▶ _Problems and tasks_
1. Name every company in the orange negotiation scenario in the negotiation text.
2. Reproduce the passage of the negotiation text from "In our organisational" to "a new customer.".

▶ _Extract to read_
Is there an ideal negotiation?
Is there an ideal negotiation?
We negotiate to win, don’t we? We know we should seek a win-win - but isn’t that just an idealistic view? Let me share a story. The twist in this tale is not where you would expect. Just between us, I didn’t see it coming at all.
In our organisational culture class, roughly 25 years ago, Dr Andrew Brown asked for two volunteers to negotiate. The rest of us would observe. The volunteers got their instructions and sat outside to prepare. Dr Brown then shared the instructions with the rest of us. It was something like this. The first student represents a pharmaceutical company that needs 20,000 rare oranges for clinical trials to launch a new product. The parent company had a shipment of 20,000 of these oranges. However, a sister company within the group, a cosmetic company, also want the oranges. The second student had a similar note, but he represents the sister cosmetic company that needs 20,000 rare oranges for a new customer.

Point-per-instance localization data:

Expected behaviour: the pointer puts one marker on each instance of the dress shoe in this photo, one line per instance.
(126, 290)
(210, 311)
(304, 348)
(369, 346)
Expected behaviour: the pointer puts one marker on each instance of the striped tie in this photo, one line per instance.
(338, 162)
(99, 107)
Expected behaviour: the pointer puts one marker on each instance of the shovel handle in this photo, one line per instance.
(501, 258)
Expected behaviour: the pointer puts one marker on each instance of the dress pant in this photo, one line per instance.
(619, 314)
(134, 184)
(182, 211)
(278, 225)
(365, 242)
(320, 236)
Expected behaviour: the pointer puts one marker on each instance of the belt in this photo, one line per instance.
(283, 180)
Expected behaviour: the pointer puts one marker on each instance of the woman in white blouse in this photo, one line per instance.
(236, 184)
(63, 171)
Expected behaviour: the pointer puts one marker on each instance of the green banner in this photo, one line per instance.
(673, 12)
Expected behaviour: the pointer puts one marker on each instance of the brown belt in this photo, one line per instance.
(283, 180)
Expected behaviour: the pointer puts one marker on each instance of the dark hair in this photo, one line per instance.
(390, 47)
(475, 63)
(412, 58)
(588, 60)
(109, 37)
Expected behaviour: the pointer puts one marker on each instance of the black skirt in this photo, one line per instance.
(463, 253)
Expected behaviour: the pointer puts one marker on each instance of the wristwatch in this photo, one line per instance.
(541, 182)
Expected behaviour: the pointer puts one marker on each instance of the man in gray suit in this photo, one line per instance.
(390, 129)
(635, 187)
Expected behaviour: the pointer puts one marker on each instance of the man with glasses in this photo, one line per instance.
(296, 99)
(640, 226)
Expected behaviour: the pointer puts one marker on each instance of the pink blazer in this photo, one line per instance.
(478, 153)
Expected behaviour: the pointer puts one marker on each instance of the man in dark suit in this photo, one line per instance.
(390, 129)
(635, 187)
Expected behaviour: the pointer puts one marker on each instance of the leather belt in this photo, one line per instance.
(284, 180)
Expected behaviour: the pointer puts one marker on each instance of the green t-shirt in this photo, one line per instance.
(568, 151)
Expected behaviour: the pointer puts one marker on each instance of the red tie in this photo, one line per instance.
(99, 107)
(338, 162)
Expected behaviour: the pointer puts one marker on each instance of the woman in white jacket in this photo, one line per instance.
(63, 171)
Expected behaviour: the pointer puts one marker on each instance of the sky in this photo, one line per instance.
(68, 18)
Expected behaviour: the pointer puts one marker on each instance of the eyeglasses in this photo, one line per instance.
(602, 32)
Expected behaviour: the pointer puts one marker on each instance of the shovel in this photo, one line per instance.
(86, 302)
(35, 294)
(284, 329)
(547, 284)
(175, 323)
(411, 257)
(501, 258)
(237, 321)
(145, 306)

▶ _Task-by-task outputs_
1.
- The pharmaceutical company
- The parent company
- The cosmetic company (the sister company)

2.
In our organisational culture class, roughly 25 years ago, Dr Andrew Brown asked for two volunteers to negotiate. The rest of us would observe. The volunteers got their instructions and sat outside to prepare. Dr Brown then shared the instructions with the rest of us. It was something like this. The first student represents a pharmaceutical company that needs 20,000 rare oranges for clinical trials to launch a new product. The parent company had a shipment of 20,000 of these oranges. However, a sister company within the group, a cosmetic company, also want the oranges. The second student had a similar note, but he represents the sister cosmetic company that needs 20,000 rare oranges for a new customer.